**Problem to work on:**
In the records that follow, how many lines contain the word "yellow"? Give only that figure.

(Data items)
○ ○ ○
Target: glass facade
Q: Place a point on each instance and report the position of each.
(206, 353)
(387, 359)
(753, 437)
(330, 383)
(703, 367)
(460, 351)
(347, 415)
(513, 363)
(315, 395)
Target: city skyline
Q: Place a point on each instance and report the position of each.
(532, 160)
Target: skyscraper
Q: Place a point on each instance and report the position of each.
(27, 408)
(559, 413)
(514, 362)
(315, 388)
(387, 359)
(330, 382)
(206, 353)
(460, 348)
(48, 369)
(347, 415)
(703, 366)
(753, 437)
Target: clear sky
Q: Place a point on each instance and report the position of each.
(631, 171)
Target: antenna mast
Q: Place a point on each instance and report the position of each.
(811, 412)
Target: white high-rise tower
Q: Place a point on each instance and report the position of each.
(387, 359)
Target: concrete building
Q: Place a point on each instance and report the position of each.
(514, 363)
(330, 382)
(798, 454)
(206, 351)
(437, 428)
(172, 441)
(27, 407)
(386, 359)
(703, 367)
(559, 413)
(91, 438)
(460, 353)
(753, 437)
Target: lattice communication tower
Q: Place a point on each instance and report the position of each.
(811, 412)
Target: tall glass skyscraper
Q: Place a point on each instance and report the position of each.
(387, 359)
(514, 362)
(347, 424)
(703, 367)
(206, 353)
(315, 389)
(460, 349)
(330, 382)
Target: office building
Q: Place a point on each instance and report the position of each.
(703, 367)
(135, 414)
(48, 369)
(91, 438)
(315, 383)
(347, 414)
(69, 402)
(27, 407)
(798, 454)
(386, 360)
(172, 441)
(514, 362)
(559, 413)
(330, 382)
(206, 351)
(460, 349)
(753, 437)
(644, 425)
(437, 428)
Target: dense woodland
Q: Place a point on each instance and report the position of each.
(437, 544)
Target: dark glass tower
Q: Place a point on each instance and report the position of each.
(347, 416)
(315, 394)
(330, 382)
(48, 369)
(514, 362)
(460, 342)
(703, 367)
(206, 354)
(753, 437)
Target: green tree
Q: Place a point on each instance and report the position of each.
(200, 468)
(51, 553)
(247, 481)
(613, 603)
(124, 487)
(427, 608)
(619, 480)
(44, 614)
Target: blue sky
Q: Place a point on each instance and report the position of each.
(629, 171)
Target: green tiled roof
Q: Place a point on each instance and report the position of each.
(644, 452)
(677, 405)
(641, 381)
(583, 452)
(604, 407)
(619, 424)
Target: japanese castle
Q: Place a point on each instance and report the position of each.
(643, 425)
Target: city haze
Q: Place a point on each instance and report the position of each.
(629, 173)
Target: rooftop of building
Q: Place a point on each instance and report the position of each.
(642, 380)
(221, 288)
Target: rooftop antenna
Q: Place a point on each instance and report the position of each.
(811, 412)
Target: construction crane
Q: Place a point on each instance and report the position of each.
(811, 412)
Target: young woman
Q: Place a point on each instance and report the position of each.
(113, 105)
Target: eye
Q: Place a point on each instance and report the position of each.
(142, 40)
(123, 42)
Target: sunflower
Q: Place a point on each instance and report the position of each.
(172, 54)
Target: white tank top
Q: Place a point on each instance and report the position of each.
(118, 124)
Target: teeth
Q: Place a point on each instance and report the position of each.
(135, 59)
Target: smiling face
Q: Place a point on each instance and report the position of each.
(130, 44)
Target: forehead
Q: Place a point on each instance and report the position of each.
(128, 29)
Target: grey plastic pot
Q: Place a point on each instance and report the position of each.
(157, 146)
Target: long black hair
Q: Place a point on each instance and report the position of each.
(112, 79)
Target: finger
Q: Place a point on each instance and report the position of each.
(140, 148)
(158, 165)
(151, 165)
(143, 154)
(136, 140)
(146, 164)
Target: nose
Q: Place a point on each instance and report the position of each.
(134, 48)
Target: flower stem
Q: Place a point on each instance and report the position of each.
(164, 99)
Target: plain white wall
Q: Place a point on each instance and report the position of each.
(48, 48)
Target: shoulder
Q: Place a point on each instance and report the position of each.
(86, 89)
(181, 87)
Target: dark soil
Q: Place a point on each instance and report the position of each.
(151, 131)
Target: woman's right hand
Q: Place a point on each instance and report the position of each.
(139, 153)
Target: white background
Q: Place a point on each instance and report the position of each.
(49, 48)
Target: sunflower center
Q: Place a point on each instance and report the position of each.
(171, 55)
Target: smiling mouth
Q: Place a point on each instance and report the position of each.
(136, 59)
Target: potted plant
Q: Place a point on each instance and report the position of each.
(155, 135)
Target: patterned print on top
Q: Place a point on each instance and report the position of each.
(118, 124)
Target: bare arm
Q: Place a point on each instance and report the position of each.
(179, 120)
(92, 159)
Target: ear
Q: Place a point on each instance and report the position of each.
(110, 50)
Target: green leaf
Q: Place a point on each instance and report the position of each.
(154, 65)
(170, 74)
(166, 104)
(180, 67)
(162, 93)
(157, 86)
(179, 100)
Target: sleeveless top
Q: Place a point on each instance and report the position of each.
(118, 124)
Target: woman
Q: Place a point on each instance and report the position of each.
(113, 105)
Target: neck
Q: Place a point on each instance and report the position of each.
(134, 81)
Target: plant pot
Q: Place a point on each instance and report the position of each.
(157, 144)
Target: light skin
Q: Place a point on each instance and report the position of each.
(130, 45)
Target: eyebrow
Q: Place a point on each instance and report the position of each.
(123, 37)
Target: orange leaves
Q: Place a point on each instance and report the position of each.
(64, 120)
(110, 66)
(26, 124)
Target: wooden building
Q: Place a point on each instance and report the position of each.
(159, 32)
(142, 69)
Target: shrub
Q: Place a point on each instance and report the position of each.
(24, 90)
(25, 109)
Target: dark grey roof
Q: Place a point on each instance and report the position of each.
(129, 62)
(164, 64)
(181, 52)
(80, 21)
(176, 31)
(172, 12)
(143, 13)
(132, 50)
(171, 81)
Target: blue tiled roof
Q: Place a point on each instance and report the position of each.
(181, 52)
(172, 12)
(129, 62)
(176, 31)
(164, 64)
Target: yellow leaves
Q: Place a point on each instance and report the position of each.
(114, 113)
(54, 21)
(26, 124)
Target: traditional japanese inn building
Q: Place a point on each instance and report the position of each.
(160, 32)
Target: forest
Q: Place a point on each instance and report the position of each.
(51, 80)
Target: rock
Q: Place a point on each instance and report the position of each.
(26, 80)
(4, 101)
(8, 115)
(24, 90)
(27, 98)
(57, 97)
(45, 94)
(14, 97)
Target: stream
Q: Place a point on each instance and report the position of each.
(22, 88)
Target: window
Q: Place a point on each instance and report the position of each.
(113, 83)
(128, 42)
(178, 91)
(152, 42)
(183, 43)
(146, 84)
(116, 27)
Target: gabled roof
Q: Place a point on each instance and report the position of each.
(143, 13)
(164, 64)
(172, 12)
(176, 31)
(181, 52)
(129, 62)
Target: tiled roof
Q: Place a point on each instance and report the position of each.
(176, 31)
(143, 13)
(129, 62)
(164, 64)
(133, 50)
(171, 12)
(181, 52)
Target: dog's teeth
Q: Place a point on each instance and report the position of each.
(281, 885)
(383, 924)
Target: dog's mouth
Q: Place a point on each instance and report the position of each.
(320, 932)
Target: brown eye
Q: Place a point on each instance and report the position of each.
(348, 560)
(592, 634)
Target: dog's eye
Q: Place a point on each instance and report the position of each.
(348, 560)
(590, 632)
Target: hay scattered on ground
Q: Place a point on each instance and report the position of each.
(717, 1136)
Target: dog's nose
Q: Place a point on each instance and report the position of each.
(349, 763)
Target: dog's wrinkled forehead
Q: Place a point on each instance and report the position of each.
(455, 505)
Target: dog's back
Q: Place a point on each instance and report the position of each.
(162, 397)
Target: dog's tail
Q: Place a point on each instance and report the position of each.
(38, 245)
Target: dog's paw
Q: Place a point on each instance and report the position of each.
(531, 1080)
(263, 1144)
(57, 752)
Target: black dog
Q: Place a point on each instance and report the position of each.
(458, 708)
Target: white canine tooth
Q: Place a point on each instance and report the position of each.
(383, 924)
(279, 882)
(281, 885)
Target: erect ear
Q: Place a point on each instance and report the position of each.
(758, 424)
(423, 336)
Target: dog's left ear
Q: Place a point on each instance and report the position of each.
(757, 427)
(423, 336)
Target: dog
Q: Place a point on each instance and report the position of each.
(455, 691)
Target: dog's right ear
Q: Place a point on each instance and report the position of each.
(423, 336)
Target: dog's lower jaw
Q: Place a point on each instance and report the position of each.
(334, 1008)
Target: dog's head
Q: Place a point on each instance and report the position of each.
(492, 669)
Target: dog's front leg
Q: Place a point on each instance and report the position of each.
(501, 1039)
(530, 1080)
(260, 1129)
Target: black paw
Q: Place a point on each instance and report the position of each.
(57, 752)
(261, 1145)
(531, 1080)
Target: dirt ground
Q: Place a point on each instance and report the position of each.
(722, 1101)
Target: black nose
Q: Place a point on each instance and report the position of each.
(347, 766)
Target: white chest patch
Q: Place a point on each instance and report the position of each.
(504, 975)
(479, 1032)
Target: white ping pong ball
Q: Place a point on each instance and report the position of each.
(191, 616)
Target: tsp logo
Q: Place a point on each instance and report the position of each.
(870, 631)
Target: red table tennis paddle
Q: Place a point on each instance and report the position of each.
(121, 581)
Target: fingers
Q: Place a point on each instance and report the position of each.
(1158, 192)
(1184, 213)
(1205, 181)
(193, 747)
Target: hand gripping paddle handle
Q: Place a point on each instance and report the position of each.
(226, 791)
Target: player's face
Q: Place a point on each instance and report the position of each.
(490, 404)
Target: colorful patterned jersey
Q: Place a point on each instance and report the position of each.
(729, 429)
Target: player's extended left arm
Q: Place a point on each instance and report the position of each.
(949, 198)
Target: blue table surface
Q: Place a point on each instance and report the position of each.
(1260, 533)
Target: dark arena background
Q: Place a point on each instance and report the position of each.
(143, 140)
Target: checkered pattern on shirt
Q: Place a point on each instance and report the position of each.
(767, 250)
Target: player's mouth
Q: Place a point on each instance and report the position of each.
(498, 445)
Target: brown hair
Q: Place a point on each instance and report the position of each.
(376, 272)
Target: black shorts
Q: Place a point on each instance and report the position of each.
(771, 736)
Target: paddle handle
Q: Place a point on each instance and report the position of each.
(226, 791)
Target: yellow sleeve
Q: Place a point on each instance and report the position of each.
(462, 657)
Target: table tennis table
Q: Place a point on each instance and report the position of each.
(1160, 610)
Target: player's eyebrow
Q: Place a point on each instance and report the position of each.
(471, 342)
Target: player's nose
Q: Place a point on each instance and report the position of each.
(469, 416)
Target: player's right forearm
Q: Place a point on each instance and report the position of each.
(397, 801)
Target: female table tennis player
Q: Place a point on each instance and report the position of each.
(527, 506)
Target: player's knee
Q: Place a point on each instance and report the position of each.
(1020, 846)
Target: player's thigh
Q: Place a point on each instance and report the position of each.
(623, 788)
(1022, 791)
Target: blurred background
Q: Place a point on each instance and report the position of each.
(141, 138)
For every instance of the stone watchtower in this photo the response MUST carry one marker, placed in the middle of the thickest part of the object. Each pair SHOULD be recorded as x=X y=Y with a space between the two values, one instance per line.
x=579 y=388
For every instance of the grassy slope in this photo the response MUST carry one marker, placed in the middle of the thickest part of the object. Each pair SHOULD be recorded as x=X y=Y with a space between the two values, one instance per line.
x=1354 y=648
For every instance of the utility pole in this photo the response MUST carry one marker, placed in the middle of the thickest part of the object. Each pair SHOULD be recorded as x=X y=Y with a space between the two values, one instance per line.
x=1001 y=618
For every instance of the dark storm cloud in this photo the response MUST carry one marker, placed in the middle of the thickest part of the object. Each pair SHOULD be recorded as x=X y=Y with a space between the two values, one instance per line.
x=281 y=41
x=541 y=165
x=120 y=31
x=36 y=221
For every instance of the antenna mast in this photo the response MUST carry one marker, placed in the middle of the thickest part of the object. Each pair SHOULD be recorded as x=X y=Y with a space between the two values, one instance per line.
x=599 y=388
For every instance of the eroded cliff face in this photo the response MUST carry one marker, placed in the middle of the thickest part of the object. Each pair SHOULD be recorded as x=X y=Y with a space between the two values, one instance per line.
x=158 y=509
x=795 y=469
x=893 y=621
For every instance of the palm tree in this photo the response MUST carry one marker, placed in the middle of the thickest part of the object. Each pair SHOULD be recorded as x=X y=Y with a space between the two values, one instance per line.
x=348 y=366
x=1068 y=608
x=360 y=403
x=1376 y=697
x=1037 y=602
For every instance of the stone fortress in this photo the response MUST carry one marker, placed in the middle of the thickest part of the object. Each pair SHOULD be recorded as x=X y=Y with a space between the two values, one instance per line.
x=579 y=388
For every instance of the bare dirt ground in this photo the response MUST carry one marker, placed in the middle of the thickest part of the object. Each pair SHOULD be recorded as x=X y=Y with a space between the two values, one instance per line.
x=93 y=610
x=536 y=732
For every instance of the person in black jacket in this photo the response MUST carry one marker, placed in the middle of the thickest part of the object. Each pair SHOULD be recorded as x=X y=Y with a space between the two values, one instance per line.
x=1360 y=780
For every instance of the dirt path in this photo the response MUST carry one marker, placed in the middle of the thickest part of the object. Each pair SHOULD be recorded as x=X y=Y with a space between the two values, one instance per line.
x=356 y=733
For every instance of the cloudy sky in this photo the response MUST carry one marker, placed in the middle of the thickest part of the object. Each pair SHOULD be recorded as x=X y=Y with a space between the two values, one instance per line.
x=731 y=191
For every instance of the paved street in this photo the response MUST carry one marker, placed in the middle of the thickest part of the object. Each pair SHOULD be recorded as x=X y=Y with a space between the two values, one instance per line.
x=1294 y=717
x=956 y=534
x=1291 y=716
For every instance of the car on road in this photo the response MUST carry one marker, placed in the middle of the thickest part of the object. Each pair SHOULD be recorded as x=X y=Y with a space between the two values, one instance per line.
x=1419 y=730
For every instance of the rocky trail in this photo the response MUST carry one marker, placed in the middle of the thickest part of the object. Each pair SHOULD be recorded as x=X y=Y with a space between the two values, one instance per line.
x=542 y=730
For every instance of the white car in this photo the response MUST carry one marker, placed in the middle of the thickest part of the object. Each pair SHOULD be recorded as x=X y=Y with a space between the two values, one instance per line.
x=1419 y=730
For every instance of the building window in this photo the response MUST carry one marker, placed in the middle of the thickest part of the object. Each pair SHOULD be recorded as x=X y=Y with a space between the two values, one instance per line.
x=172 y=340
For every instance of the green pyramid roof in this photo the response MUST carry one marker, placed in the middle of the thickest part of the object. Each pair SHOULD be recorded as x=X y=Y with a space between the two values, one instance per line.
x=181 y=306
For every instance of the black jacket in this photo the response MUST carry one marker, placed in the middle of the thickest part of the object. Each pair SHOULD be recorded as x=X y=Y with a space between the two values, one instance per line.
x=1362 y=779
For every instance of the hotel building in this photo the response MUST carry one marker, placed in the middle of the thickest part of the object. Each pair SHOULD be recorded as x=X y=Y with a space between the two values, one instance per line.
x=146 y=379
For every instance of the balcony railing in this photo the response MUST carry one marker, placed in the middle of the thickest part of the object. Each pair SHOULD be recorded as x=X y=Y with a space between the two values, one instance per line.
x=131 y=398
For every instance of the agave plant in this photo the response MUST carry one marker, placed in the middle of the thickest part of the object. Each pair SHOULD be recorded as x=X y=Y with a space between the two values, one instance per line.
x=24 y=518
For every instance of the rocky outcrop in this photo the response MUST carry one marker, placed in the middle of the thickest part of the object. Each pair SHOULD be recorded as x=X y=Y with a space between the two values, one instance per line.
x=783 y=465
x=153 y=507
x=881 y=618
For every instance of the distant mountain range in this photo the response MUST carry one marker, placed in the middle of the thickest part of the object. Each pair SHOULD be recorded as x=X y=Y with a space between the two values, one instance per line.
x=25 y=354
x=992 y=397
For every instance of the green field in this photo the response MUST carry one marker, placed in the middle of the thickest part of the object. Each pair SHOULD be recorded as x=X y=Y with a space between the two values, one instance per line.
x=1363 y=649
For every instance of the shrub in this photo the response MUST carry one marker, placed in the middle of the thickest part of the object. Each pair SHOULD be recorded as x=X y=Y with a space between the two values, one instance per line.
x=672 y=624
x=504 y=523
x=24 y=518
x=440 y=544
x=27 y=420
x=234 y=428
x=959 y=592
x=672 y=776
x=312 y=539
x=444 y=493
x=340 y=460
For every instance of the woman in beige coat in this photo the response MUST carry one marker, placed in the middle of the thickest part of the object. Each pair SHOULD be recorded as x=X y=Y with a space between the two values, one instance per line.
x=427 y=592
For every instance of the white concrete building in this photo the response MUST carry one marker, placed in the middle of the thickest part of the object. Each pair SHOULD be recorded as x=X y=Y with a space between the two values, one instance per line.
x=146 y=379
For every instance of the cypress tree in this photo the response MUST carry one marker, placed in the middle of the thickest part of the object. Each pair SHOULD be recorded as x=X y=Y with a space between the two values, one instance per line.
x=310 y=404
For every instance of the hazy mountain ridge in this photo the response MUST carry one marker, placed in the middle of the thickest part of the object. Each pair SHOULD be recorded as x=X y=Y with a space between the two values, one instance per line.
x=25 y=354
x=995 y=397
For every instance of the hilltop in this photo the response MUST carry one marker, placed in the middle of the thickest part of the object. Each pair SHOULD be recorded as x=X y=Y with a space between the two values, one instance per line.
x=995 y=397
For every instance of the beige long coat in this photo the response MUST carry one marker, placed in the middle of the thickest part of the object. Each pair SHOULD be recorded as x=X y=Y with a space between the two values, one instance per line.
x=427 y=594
○ ○ ○
**Result of this exercise:**
2